Em 15 de novembro de 1987, o presidente cubano Fidel Castro decidiu enviar mais tropas e armas a Angola: seus melhores aviões com seus melhores pilotos, suas armas antiaéreas mais sofisticadas e seus tanques mais modernos. A intenção de Castro não só era defender Cuito, mas sim tirar definitivamente as SADF de Angola. Posteriormente, ele descreveu sua estratégia ao líder do Partido Comunista Sul-Africano Joe Slovo: Cuba ia parar o ataque sul-africano e depois atacaria noutra direção, "como o boxeador que com a mão esquerda mantém o contrário afastado e com a direita o golpeia". (2) Aviões cubanos e 1.500 soldados cubanos reforçaram os angolanos e Cuito Cuanavale venceu. Em 23 de março de 1988, os sul-africanos lançaram o último ataque de maior envergadura contra Cuito. Tal como descreveu o coronel Jan Breytenbach, o ataque sul-africano "foi parado abrupta e definitivamente" pelas forças conjuntas cubano-angolanas".

A mão direita de Havana se preparou para golpear. Poderosas colunas cubanas avançaram no sudoeste de Angola, para a fronteira da Namíbia. Os documentos que nos poderiam dizer aquilo que os líderes sul-africanos pensaram acerca desta ameaça continuam sem serem revelados. Mas sabemos o que as SADF fizeram: ceder terreno. Os serviços de inteligência dos EUA explicaram que os sul-africanos se retiravam porque estavam impressionados pela rapidez e a força do avanço cubano e porque consideravam que um combate de maior envergadura "teria acarretado grandes riscos". (3)

**Informações fornecidas**

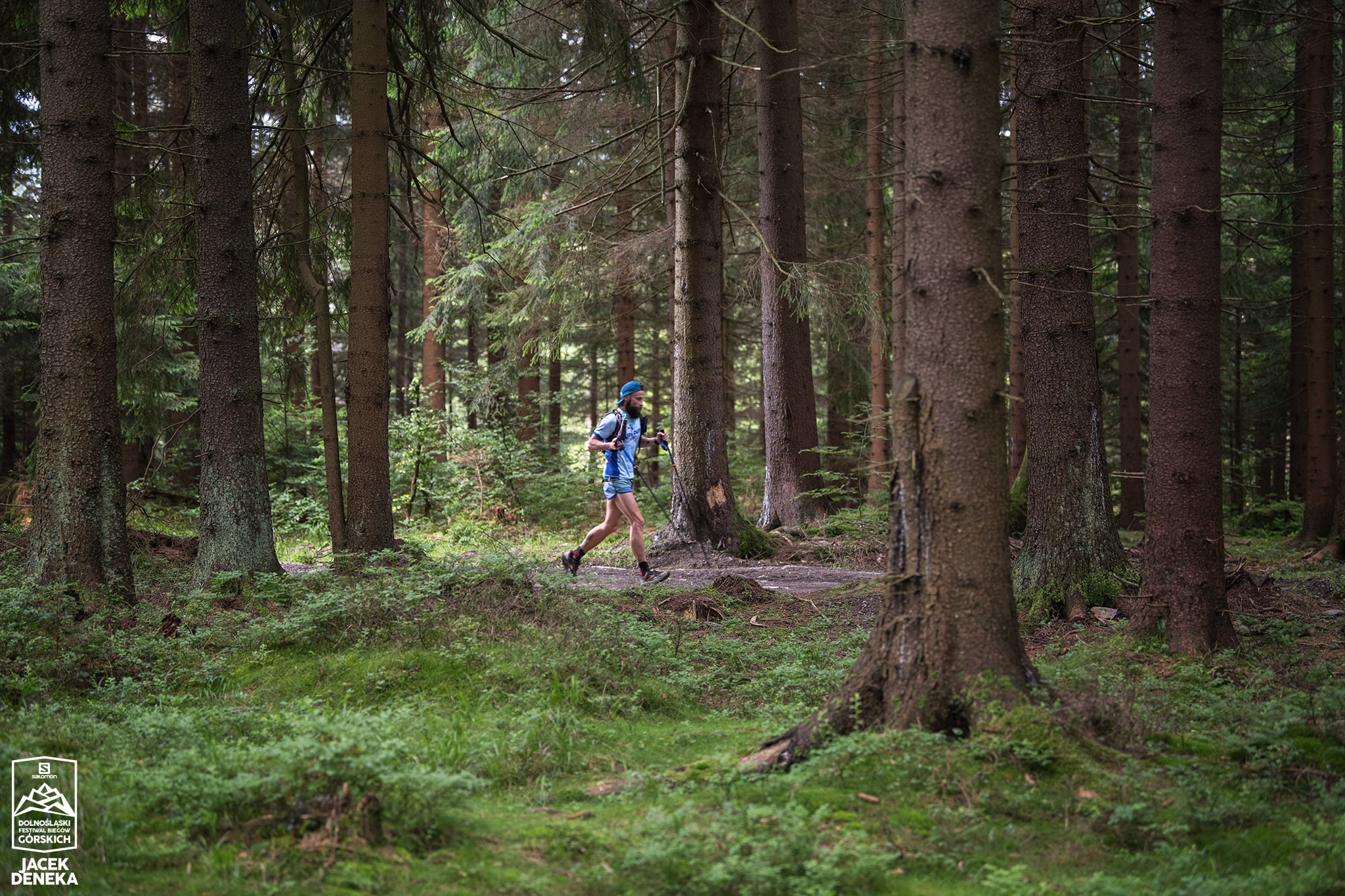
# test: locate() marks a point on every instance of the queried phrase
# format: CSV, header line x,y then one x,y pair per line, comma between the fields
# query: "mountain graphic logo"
x,y
43,805
45,798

**Instruções de trabalho**
Passe para o inglês esta frase da fonte: "Poderosas colunas cubanas avançaram no sudoeste de Angola, para a fronteira da Namíbia."

**Solução da tarefa**
Powerful Cuban columns advanced in southwestern Angola, toward the Namibian border.